▶ Source material
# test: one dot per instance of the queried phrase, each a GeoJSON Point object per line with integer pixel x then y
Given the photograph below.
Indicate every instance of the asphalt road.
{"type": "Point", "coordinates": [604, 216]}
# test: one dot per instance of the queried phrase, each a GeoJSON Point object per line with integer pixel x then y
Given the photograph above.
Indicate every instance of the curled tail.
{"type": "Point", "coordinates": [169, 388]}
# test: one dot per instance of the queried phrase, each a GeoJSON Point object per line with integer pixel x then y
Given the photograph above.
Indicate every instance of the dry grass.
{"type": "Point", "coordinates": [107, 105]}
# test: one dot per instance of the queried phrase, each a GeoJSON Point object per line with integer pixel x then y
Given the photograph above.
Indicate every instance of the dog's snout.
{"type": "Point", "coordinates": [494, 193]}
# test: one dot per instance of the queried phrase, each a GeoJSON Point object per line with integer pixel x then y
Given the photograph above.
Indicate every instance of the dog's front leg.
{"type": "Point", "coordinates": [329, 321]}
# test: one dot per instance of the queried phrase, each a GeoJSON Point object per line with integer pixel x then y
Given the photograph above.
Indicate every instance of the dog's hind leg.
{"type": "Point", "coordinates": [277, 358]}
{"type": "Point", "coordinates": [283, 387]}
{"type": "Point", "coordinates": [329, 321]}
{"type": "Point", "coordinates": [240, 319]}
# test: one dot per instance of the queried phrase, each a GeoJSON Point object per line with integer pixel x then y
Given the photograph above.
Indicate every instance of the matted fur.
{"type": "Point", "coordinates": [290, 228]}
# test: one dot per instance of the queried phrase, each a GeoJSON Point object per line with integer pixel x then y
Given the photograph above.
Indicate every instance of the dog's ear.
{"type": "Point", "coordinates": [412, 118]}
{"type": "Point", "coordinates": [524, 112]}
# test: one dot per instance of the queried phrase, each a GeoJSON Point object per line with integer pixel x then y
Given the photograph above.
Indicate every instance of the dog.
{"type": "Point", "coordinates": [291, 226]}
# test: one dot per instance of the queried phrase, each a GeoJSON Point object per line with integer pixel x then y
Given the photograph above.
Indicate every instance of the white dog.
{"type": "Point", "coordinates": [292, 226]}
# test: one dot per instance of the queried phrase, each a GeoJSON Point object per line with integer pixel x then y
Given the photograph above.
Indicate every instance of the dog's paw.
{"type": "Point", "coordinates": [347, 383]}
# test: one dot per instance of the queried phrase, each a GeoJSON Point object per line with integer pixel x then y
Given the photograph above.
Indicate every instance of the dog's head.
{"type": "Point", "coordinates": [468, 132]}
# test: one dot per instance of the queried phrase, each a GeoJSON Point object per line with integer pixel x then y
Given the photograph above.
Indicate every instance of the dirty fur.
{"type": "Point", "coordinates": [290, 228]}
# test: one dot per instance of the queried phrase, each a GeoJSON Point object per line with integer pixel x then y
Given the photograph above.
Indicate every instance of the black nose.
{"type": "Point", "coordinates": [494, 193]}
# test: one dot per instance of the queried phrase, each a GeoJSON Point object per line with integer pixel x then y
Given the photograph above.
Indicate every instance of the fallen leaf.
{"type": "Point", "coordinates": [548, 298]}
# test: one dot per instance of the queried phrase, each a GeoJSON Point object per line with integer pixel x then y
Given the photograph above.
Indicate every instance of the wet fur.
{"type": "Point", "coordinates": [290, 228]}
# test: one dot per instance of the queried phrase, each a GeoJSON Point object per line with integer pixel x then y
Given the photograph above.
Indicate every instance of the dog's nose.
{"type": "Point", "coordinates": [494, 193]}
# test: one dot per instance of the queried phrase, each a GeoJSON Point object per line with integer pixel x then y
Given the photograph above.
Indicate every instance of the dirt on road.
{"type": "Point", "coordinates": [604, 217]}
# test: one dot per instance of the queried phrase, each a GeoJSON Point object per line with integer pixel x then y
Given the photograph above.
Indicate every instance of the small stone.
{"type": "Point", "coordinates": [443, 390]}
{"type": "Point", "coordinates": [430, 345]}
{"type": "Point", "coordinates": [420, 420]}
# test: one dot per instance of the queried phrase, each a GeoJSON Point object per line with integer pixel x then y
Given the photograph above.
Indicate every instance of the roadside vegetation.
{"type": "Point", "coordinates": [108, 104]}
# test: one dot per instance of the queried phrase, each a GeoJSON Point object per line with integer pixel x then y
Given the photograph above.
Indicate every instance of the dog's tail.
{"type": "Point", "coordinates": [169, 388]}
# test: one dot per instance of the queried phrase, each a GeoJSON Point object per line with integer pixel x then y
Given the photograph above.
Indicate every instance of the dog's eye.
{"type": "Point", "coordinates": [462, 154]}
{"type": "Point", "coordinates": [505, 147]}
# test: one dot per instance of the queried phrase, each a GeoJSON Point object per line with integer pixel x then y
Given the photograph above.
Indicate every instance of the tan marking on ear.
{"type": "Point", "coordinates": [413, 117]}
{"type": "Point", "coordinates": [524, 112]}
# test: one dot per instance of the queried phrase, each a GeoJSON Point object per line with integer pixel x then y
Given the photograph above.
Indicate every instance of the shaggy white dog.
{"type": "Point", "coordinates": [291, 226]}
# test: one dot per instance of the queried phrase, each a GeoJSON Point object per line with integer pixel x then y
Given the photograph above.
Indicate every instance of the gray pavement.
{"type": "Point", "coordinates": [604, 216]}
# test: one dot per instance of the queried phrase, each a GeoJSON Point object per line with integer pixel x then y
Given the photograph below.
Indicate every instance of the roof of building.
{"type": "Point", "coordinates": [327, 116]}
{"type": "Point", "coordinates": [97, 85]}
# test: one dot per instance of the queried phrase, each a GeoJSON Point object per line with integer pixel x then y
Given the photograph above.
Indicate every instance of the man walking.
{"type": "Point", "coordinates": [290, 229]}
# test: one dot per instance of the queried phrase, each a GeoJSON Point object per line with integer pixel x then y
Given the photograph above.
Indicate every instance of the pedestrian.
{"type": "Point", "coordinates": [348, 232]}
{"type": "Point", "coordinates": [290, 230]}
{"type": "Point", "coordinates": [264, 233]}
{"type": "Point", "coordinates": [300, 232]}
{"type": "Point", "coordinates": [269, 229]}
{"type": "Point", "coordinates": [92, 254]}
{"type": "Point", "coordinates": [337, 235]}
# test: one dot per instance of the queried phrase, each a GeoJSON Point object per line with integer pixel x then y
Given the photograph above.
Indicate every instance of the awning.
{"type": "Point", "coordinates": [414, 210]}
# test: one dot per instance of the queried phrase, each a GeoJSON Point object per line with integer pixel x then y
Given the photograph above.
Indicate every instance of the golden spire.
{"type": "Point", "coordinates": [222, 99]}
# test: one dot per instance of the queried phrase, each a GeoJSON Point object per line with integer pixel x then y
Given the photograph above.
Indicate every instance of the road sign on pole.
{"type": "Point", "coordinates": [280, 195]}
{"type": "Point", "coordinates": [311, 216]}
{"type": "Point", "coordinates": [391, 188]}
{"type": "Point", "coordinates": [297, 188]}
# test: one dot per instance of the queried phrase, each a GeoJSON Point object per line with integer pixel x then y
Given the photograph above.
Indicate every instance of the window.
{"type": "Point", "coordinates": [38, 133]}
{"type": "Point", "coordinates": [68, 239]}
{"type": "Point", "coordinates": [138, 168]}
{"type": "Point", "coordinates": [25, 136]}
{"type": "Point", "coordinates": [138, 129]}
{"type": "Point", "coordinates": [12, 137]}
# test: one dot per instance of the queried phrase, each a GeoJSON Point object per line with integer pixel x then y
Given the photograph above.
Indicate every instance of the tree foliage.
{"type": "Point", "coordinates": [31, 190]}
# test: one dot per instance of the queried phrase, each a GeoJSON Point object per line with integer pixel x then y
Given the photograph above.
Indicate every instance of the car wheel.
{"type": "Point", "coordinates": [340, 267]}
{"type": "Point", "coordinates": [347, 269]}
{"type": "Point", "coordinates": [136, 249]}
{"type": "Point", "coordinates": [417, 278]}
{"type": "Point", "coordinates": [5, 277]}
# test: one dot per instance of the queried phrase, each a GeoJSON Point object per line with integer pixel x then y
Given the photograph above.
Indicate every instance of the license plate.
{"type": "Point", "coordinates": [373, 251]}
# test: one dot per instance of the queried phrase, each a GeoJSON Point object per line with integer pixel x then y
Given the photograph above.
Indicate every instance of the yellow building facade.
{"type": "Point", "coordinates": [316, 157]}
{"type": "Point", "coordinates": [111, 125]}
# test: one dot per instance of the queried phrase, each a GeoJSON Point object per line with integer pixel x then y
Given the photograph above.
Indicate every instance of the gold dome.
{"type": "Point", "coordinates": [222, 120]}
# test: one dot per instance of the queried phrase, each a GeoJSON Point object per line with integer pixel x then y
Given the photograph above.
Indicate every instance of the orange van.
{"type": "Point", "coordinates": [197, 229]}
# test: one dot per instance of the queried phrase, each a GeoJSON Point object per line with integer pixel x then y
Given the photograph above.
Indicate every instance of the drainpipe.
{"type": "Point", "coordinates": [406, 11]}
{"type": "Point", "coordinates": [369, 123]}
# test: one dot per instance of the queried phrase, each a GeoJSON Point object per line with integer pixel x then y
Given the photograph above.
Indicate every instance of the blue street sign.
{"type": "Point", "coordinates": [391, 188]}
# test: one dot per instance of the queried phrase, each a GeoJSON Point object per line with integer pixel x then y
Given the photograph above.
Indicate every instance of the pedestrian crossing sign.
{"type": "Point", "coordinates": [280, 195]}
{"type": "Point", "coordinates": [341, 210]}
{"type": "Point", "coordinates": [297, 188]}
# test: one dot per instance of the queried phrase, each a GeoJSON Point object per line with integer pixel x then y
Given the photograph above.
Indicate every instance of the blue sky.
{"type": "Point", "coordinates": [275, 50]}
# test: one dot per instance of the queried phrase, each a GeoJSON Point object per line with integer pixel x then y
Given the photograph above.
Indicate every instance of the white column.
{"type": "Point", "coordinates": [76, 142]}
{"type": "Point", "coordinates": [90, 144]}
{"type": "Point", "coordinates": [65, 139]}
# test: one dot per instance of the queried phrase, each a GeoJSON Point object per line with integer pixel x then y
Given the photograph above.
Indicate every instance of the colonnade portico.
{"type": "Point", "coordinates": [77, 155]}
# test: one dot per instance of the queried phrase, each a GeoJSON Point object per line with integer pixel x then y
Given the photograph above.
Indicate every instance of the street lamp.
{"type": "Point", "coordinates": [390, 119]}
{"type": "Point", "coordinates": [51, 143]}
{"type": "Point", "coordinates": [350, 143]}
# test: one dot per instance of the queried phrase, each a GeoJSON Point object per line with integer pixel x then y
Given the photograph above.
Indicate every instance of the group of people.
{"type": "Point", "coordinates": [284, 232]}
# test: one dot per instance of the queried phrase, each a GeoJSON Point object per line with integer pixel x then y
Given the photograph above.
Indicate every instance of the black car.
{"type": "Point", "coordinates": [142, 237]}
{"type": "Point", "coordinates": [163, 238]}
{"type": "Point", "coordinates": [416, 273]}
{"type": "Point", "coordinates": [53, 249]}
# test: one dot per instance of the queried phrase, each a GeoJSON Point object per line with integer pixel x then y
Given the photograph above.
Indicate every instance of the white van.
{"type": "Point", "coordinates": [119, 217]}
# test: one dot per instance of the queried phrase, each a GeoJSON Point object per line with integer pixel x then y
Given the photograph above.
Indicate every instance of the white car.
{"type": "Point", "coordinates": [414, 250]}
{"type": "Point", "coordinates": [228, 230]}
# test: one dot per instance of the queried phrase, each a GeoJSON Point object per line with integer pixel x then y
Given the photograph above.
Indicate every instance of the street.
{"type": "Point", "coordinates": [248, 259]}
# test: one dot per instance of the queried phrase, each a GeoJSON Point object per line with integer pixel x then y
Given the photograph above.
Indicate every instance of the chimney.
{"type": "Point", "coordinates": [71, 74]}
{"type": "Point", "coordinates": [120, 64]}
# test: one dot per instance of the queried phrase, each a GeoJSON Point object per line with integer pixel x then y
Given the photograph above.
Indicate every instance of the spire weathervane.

▶ Task instructions
Pull out each line of the rows above that contains the word "spire", and copy it in full.

▶ Written solution
Indicate every instance of the golden spire.
Indicate every instance of the spire weathervane.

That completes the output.